Work instructions:
All of the entries need to be set down exactly as they read.

Study material:
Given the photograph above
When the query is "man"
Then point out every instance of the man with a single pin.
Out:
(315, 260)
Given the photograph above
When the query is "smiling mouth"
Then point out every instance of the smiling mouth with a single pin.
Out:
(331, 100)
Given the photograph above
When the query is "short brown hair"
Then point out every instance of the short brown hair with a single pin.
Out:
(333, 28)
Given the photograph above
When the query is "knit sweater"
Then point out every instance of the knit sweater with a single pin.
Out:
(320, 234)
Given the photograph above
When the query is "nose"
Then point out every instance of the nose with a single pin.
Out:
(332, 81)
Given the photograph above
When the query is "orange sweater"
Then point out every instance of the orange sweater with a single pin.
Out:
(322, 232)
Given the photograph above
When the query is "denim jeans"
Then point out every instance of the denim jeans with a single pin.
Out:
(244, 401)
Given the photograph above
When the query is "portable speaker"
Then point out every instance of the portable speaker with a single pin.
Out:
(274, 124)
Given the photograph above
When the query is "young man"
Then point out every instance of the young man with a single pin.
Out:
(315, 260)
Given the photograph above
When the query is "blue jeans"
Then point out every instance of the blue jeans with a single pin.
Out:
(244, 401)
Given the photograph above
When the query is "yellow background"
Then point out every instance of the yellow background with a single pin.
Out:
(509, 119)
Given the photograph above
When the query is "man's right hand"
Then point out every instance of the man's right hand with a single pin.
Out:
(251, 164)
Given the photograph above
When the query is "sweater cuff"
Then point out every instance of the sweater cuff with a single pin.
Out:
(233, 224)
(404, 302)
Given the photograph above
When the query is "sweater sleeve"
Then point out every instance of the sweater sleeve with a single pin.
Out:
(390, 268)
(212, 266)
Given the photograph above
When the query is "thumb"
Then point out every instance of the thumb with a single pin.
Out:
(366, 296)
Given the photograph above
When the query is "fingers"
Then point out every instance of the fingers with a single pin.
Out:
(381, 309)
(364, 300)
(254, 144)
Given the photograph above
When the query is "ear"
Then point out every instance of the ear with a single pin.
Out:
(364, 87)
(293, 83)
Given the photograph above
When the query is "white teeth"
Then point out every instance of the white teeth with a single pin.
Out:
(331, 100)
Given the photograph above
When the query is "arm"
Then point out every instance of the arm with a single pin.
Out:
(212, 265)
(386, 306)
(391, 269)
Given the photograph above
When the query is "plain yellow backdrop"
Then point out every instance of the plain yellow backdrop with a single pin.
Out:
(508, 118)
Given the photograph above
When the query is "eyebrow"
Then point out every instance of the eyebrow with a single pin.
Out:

Solution for this problem:
Given the photograph above
When the query is "man"
Then point out every instance of the man with a single pin.
Out:
(315, 260)
Given the photograph above
When the query is "smiling mouth"
Then point out every instance of the smiling mouth with a single pin.
Out:
(331, 100)
Given the photograph above
When the query is "short brown hair"
Then point out every instance of the short brown hair with a single pin.
Out:
(333, 28)
Given the photograph above
When the query is "knit sweater"
Then point out every instance of the knit sweater with a single pin.
Out:
(320, 234)
Given the photograph above
When the query is "nose"
Then point out every instance of the nose with a single pin.
Out:
(332, 81)
Given the photograph above
When the query is "orange sweater"
Then point out every instance of the orange sweater with a single pin.
Out:
(322, 232)
Given the photograph above
When the query is "denim jeans"
Then point out every instance of the denim jeans with a single pin.
Out:
(244, 401)
Given the photograph above
When the query is "portable speaker"
Then point out every instance of the portable speaker with a single pin.
Out:
(274, 124)
Given the photograph above
When the query is "young man"
Then point out every instance of the young man with a single pin.
Out:
(315, 260)
Given the photograph above
When the query is "blue jeans"
Then point out every instance of the blue jeans with a single pin.
Out:
(244, 401)
Given the photograph above
When the query is "yellow background"
Then point out every instance of the yellow background with a single pin.
Out:
(509, 119)
Given the photograph above
When the query is "man's right hand"
Then point out every instance of the man's right hand with a single pin.
Out:
(251, 164)
Given the photograph above
When the query is "sweater cuff"
Then point out every instance of the sweater cuff with a single pin.
Out:
(233, 224)
(404, 302)
Given the photograph above
When the query is "sweater sleeve"
Then point out every instance of the sweater sleeve with a single pin.
Out:
(390, 268)
(212, 266)
Given the photograph above
When the query is "thumb"
Then point out every instance of the thumb with a single pin.
Out:
(366, 296)
Given the photograph above
When the query is "fingers"
Then point out every instance of the fingers with a single pin.
Out:
(381, 309)
(364, 300)
(254, 144)
Given the photograph above
When the query is "ear"
Then point out every instance of the ear with a single pin.
Out:
(364, 87)
(293, 83)
Given the photograph above
When the query is "white teeth"
Then point out every instance of the white teeth with a single pin.
Out:
(331, 100)
Given the photograph above
When the query is "arm"
Then point out every instance of the arm with a single pin.
Out:
(212, 265)
(386, 306)
(391, 269)
Given the photograph above
When the query is "plain yellow backdrop"
Then point out every instance of the plain yellow backdrop with a single pin.
Out:
(508, 118)
Given the photograph above
When the query is "eyebrow"
Then point out every instance of the eyebrow with a single pin.
Out:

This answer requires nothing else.